(Collection entries)
#####

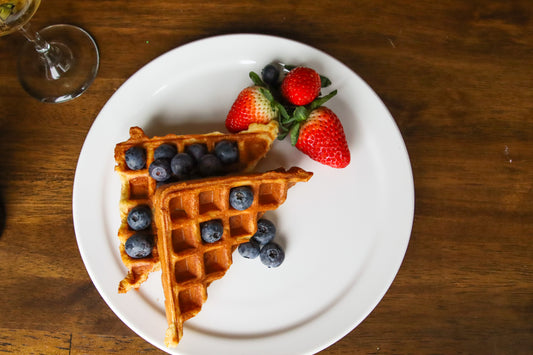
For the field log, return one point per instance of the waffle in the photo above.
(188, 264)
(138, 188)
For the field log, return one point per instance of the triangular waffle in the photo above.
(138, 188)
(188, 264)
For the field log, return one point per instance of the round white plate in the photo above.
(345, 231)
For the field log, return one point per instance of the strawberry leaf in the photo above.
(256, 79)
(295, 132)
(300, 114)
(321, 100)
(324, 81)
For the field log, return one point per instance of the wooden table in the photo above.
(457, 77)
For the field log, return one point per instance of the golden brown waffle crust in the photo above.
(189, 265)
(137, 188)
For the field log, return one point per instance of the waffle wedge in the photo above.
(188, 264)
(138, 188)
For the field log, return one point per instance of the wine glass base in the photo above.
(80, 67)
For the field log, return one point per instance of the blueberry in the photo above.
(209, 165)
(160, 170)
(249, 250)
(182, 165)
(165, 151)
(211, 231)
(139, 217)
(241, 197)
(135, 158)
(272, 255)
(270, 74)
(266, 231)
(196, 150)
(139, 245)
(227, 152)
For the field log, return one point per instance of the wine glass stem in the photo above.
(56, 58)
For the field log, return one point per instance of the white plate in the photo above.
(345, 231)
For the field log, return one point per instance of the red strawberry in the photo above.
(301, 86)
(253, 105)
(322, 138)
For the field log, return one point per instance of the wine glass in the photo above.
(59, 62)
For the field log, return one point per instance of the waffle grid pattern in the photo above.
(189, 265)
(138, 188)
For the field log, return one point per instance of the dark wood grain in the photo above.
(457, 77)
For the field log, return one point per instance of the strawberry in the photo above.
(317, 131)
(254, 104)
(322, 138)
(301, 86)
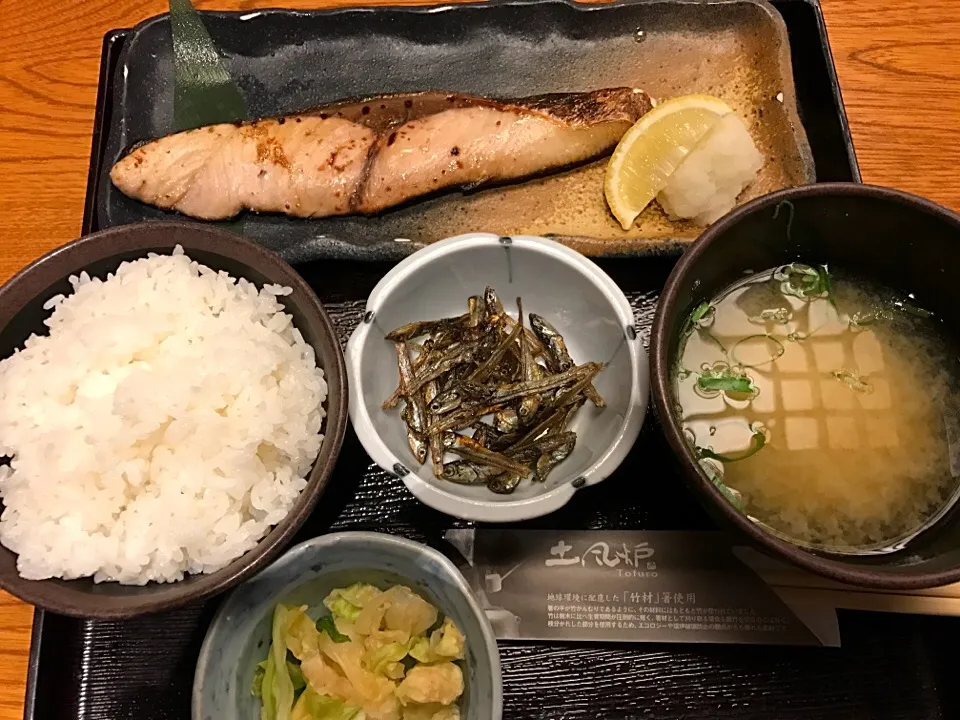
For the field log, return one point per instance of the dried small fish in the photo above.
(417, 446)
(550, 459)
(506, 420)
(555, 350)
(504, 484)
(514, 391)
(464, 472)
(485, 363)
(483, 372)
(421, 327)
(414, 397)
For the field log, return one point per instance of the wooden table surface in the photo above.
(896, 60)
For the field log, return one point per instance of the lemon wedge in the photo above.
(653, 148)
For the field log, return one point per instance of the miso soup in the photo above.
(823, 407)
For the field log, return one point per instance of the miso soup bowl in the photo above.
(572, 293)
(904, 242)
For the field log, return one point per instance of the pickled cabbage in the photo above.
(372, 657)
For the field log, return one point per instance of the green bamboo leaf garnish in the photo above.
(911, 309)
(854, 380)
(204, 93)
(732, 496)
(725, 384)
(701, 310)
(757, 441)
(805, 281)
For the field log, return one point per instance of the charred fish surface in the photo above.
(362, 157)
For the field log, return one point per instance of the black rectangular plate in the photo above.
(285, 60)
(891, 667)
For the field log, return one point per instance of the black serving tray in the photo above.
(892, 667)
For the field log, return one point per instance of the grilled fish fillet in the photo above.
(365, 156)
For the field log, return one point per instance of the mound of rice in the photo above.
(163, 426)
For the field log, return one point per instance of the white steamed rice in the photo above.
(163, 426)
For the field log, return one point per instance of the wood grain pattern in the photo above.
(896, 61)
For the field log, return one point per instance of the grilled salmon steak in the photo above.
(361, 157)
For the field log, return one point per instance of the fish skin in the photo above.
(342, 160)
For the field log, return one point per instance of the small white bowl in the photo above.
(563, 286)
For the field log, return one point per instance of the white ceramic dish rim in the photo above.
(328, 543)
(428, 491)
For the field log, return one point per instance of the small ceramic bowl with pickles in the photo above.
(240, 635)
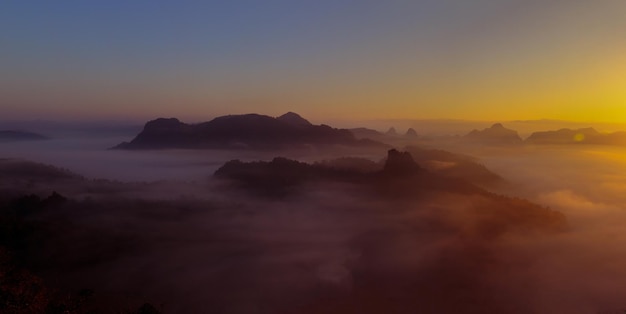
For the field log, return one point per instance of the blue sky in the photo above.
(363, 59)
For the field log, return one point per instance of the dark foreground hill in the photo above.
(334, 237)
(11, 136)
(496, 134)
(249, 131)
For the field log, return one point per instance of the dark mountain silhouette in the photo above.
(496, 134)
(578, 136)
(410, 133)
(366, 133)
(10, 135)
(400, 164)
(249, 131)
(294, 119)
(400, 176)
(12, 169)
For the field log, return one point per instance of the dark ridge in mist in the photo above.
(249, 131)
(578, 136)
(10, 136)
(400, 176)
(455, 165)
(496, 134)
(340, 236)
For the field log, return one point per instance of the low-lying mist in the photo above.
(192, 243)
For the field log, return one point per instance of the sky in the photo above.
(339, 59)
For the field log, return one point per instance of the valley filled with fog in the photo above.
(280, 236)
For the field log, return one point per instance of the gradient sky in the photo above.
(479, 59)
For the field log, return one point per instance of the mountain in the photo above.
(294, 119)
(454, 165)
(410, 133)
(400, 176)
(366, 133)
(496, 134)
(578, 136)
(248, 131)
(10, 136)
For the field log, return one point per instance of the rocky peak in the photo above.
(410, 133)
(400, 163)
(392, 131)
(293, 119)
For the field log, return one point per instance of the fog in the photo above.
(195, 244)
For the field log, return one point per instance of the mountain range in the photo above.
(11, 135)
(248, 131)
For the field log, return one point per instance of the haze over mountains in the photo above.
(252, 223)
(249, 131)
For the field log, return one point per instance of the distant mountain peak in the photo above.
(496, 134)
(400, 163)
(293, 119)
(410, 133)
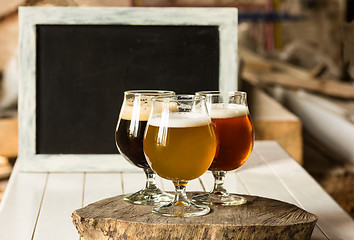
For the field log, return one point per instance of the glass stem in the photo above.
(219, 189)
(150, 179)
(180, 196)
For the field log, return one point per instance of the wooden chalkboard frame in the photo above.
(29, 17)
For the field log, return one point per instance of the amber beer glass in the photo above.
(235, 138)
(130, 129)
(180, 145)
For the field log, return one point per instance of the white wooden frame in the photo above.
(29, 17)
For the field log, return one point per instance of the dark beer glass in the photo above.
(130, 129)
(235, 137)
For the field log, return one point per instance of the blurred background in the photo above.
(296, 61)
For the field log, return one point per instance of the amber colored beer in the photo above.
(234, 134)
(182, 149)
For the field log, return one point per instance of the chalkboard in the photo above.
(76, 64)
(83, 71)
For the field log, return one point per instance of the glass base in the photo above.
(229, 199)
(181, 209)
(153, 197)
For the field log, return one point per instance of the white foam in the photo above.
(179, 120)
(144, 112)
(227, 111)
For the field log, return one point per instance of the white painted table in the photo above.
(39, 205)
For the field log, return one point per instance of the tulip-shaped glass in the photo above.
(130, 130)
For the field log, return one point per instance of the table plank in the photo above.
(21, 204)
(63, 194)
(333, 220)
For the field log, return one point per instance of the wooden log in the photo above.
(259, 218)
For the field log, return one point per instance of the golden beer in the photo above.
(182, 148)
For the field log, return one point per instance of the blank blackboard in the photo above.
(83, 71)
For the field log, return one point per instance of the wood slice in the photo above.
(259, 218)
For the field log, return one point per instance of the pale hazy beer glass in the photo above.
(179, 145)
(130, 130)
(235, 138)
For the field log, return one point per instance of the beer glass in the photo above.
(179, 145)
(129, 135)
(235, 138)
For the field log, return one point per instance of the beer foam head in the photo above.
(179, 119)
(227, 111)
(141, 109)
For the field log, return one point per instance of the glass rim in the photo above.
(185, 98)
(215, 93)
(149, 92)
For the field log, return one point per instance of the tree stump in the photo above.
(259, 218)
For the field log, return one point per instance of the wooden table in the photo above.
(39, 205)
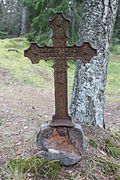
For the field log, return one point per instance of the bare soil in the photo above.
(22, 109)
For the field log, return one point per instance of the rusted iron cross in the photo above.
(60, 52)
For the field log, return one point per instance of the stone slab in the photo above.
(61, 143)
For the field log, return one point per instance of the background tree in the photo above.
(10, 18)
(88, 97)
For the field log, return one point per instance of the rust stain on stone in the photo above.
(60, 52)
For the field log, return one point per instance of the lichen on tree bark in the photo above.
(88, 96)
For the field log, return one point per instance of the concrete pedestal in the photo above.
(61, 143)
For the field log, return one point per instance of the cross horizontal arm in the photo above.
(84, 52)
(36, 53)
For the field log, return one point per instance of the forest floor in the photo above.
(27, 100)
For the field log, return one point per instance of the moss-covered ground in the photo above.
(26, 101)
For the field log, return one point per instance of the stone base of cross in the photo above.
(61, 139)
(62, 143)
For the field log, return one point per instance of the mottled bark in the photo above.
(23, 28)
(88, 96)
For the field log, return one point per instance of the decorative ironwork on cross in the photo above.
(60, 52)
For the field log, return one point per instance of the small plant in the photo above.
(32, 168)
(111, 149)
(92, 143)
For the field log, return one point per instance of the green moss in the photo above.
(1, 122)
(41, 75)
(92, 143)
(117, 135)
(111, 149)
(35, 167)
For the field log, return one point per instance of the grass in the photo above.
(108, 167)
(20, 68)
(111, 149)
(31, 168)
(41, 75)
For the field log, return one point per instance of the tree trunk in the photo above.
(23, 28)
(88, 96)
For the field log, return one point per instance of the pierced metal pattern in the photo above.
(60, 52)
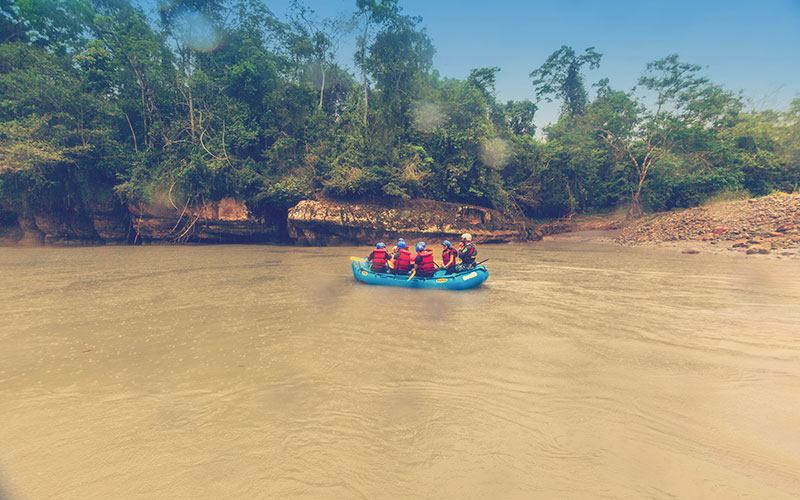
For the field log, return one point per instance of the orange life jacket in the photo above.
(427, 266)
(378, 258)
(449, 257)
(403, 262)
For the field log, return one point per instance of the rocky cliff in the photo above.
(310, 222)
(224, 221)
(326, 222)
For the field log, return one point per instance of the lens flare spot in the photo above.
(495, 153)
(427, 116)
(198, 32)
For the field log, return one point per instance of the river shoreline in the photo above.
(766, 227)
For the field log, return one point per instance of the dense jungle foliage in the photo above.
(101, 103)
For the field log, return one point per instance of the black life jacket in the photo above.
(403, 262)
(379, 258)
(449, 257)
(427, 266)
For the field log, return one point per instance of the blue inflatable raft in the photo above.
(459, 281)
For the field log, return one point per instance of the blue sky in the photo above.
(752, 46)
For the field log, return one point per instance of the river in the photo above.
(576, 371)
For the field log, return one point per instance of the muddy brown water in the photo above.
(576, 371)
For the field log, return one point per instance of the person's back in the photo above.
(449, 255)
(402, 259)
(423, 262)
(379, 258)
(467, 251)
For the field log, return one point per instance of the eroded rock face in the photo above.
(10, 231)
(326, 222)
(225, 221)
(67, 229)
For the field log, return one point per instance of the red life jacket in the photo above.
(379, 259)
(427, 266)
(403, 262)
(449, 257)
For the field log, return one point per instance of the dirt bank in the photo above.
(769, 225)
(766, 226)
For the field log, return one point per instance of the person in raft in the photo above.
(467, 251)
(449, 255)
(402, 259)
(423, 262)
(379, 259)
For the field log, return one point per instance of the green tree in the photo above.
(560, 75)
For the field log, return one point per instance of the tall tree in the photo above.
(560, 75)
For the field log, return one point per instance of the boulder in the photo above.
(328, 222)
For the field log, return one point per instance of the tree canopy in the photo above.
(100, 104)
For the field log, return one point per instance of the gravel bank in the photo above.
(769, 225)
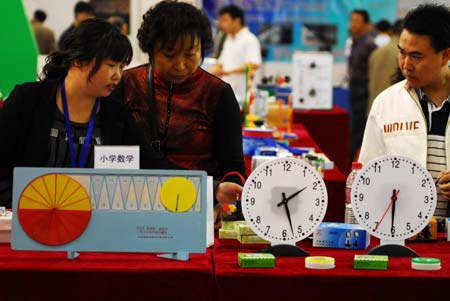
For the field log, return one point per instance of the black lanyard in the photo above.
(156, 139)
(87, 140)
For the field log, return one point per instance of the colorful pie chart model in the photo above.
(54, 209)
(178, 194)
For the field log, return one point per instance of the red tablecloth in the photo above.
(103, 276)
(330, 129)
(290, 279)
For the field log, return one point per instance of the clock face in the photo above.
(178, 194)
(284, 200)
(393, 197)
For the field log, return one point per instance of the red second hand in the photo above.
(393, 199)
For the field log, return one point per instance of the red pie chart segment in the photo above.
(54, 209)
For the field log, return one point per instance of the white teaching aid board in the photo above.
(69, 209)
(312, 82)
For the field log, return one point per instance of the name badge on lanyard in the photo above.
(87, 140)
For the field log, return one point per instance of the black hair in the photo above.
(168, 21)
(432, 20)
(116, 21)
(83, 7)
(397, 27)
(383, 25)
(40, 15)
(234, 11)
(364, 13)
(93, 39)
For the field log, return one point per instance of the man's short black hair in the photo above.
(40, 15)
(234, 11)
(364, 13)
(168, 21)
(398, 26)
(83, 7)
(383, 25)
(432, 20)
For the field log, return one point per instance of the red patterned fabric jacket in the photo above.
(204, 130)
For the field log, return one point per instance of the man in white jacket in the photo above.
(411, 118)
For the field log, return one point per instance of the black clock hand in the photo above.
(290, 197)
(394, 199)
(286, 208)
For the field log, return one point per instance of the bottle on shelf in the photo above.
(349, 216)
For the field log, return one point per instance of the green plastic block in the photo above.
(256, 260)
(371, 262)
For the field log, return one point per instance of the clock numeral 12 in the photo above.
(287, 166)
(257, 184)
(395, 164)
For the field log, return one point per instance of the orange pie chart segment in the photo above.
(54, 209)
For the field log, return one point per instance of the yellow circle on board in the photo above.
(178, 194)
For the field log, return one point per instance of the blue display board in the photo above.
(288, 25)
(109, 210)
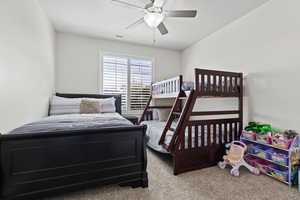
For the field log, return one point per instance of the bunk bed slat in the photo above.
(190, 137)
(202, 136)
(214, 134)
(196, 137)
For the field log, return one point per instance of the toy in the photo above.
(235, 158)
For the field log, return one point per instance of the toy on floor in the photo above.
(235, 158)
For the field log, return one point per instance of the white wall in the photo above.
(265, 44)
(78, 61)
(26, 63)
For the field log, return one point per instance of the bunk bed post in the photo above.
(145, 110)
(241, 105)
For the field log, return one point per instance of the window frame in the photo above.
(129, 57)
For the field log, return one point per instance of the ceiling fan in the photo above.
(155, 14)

#####

● WHAT NEEDS TO BE DONE: Exactly the lines from the one containing "block in the photo above." to the final line of the entries are wanted; please write them out, both ends included, but not the pictures.

● COMPLETED TASK:
For the field log, return one point per instance of the green plastic block in the photo above.
(256, 260)
(371, 262)
For the field log, return one point per instance of the clock numeral 12 in the photo above.
(287, 166)
(257, 184)
(395, 164)
For the field log, return one point per instance of the orange pie chart segment in the photo above.
(54, 209)
For the field log, return one point per instance of the yellow circle on board in the photo above.
(178, 194)
For the field log, return one point per instance of the blue display board in the photo above.
(288, 25)
(109, 210)
For the field log, return one point per instance of the bunk bed slat in the photo above.
(190, 137)
(202, 136)
(214, 134)
(196, 137)
For the field log, return one point per instance of the toy in the photo above.
(235, 158)
For the field log, return one point per instance of the toy on floor in the photo above.
(235, 158)
For the field log, return one point per instance of the white wall in the photo above.
(265, 44)
(78, 61)
(26, 63)
For the field log, return one point per instance of the bunk bed post in the photo above.
(145, 110)
(241, 105)
For the field log, return one point per instance of the window frame in the photo above.
(129, 57)
For the field log, return one point per instance of the ceiling fan in the photo above.
(155, 14)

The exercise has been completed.